**Your assignment:**
I need all of the entries printed exactly.

**Dataset content:**
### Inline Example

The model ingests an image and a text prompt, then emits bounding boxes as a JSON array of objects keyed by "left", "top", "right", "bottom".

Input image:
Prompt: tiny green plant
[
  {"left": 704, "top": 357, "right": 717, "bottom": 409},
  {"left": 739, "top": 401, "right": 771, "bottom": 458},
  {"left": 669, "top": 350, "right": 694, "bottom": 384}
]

**Answer section:**
### Inline Example

The model ingests an image and a text prompt, then emits bounding boxes as a JSON array of objects keyed by "left", "top", "right", "bottom".

Input image:
Prompt: tiny green plant
[
  {"left": 704, "top": 357, "right": 717, "bottom": 409},
  {"left": 739, "top": 401, "right": 771, "bottom": 458},
  {"left": 669, "top": 350, "right": 694, "bottom": 384}
]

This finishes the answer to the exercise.